In the t-th iteration, the RSU samples data from the vehicles and broadcasts the current parameters from the model parameters g^(t,0)_k to the onboard client. The empirical loss over local data typically defines the local objective L_k. Each vehicle then estimates its cluster identity and obtains the corresponding training model by finding the model parameter that yields minimum loss on its test data,

g^{(t+1, 0)}_k,jt = arg min L_k(D^test_k;g^(t,0)_{k, jt}) (6)

Afterward, the vehicles perform τ-step stochastic gradient descent update, and these updated parameters g^(t+1,0)_k are then sent back to the RSU. The vehicles and RSU only communicate logits instead of model parameters. The formula for the local model update of each vehicle in each round is as follows:

\(\begin{align}w_{k}^{(t, r+1)}=w_{\mathrm{k}}^{(t, r)}-\eta \cdot h_{k}\left(w_{\mathrm{k}}^{(t, r)} ; \bar{s}_{k}^{(t, 0)}\right)\end{align}\) (7)

\(\begin{align}\begin{aligned} h_{k}\left(w_{k}^{(t, r)} ; \bar{s}_{k}^{(t, 0)}\right) & =\frac{2 \lambda}{\left|D_{k}\right|} \sum_{x \in D_{k}} \nabla g\left(w_{k}^{(t, r)}, x\right)^{T}\left(g\left(w_{k}^{(t, r)}, x\right)-\bar{g}_{k}^{(t, 0)}(x)\right) \\ & +\frac{1}{\mid \xi_{k}^{(t, r)}} \sum_{\xi \in \in \xi_{k}^{(t, r)} \mid} \nabla f\left(w_{k}^{(t, r)}, \xi\right)\end{aligned}\end{align}\) (8)

The term w^(t,r)_k denotes the local model parameters of the vehicle k, η is the learning rate, ξ^(t,r)_k is the mini-batch randomly sampled from the dataset of local vehicle k, and D_k represents the data samples of vehicle k. The number of local iterations r is fixed for each round. We use w^(t+1,0)_k = w^(t,τ)_k to represent the local model updated by vehicle k after all the local iterations in iteration t. The RSU reuses updated parameters to form a dynamic vehicle cluster with similar data and computes the average parameter for each cluster.

5. Experiments

5.1 Experimental Settings

5.1.1 Datasets and Models

This paper evaluated the performance of the proposed model on two popular datasets: MNIST [22] and CIFAR-10 [23]. The dataset MNIST contains 60,000 training images and 10,000 testing images. MNIST has become a standard benchmark for evaluating the performance of new machine learning algorithms. The dataset CIFAR-10 consists of 60,000 32x32 color images in 10 classes which is divided into 50,000 training images and 10,000 testing images. It contains complex objects such as animals, ships, cars, and airplanes. Additionally, Belgium TSC [24] and GTSRB [25] datasets were used to assess the performance of environment perception in the context of autonomous driving. They include 62 classes of traffic signals and 42 classes of traffic signs. Each image in the Belgium TSC dataset represents a traffic sign captured under various environmental conditions. The dataset is designed to support research on traffic sign recognition and classification tasks. The dataset GTSRB covers a wide range of traffic sign classes, including speed limits, no-entry signs, yield signs, and various other regulatory, warning, and information signs commonly found on roadways.

A convolutional neural network was constructed as the training model. The model comprises two convolutional layers, two pooling layers, and three fully connected layers (with the last fully connected layer as the output layer).

• Record list:
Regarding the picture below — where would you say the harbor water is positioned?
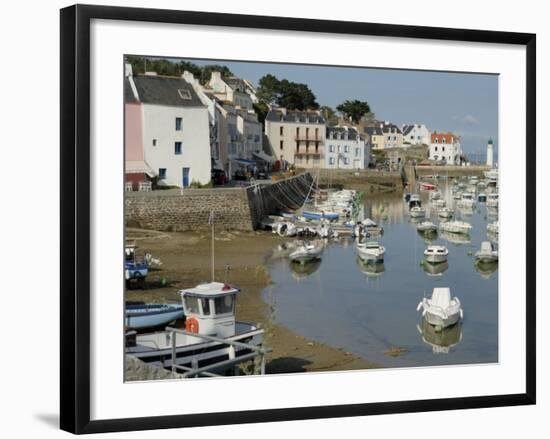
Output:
[263,182,498,367]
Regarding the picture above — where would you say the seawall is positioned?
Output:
[124,173,313,232]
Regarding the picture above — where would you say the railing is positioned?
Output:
[166,327,272,378]
[294,134,324,143]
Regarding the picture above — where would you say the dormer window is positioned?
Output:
[178,88,191,101]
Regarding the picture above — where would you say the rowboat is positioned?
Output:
[124,303,183,329]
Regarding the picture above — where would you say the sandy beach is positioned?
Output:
[126,228,378,373]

• Stated goal A:
For each statement, say whether the text on clustered learning for vehicles agrees with it. Answer yes or no and quote the deciding words of the text.
(i) CIFAR-10 is split into 50,000 training images and 10,000 testing images.
(ii) The training network has three convolutional layers.
(iii) The number of local iterations changes from round to round.
• Stated goal B:
Answer these questions from the text on clustered learning for vehicles.
(i) What does η stand for?
(ii) Which two datasets were used to assess environment perception for autonomous driving?
(iii) Which layer of the network serves as the output layer?
Rely only on the text, not the material.

• Output A:
(i) Yes: "divided into 50,000 training images and 10,000 testing images"
(ii) No: "two convolutional layers"
(iii) No: "The number of local iterations r is fixed for each round."

• Output B:
(i) The learning rate.
(ii) Belgium TSC and GTSRB.
(iii) The last fully connected layer.